→ What is being asked: Gather each line below that contains the string "rock", treating uppercase and lowercase letters as distinct.

→ The input:
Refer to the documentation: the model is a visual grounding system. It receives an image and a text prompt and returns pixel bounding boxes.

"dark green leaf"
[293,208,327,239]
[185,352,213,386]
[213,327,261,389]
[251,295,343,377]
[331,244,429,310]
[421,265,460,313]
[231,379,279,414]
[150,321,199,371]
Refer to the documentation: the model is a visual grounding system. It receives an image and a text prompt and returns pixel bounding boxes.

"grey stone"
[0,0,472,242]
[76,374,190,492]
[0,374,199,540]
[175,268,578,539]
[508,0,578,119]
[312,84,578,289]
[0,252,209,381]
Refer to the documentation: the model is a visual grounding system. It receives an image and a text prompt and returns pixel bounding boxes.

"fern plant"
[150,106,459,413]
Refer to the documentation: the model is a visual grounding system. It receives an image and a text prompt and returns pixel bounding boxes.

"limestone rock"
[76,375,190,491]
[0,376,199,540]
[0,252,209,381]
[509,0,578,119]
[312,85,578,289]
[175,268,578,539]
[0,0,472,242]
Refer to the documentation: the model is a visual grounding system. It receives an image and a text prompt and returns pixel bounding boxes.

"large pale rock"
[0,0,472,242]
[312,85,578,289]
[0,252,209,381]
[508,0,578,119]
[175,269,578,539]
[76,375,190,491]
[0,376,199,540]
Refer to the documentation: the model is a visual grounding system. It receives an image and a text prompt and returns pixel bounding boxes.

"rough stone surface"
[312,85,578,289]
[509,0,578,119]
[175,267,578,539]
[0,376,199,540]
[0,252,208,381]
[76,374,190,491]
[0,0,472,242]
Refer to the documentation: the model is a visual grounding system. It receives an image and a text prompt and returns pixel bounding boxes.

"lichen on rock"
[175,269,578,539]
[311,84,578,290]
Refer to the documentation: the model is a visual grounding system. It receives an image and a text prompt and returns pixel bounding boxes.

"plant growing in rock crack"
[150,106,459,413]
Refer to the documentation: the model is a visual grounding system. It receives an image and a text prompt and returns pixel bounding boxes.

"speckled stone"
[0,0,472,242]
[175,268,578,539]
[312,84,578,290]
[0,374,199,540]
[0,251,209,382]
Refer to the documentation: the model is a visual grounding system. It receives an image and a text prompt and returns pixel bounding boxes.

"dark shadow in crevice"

→ Reply to the task:
"limestone rock"
"large pale rock"
"lichen on rock"
"plant growing in rock crack"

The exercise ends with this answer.